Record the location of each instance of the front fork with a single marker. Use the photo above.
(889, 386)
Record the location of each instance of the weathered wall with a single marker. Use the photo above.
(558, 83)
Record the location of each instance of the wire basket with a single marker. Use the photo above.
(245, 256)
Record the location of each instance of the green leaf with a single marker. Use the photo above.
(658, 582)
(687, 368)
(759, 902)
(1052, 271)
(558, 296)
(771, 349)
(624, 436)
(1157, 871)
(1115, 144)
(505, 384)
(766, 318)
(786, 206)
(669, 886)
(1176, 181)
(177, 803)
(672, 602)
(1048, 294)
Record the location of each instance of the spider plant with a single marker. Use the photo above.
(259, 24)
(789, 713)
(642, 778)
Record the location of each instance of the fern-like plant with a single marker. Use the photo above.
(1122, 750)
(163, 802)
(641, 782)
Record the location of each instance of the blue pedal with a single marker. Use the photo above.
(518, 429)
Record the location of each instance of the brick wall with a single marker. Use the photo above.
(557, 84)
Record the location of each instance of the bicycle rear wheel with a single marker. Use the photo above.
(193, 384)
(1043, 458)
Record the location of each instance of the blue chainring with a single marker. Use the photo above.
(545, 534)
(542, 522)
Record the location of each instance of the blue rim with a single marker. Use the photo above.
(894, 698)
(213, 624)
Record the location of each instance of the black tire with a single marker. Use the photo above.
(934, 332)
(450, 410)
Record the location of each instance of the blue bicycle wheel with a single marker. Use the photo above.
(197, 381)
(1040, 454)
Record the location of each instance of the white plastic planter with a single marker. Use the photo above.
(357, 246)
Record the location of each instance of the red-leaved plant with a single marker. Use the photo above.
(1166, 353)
____
:: Aim ::
Copy out all of the entries above, replacing "single marker" with "single dot" and leaving everything else as it is.

:: Solution to this problem ::
Record the location of each instance of the front fork with a single dot. Use the photo above.
(889, 386)
Record the location of each instance of the weathered wall with a single dot. Use the photo above.
(558, 83)
Record the location of each instance of the wire basket with a single dot. Use the photo above.
(245, 256)
Record the location of each instance of the green leaf with a single dot. Use the photo above.
(658, 582)
(687, 368)
(759, 902)
(1052, 271)
(558, 296)
(771, 349)
(624, 436)
(1157, 871)
(1115, 144)
(505, 384)
(766, 318)
(786, 206)
(669, 886)
(1176, 181)
(177, 803)
(672, 602)
(1048, 294)
Record the location of each instance of the spider plant with a single dot. Use the photo above.
(259, 24)
(789, 713)
(642, 778)
Record the location of each instance of the fern-like plant with a single dot. Use the photo above.
(1122, 750)
(163, 802)
(641, 782)
Record the location of each instance of the blue pedal with a single dot. Use the photo above.
(518, 429)
Record the location of each instance of the brick wall with a single dot. Use the photo above.
(557, 84)
Record the location of each instance of the bicycle rear wheel with a single dot. Use the photo above.
(193, 384)
(1043, 458)
Record the location of each instance of the blue chainring with a single dot. Use the photo above.
(545, 534)
(542, 522)
Record the location of each instance of the blue rim with a single dot. Use the photo above.
(894, 698)
(213, 624)
Record the location of each instance of the black tire with a single dot. Use the photo above.
(934, 332)
(450, 410)
Record the location of each instance of the blue bicycle wheel with a single dot. Use the photo above.
(197, 381)
(1040, 454)
Record the location of each instance of the white plastic planter with a single dot. Use the photo above.
(357, 246)
Record the location of each instance of the red-leaved plant with a single dot. Use the photo above.
(1166, 353)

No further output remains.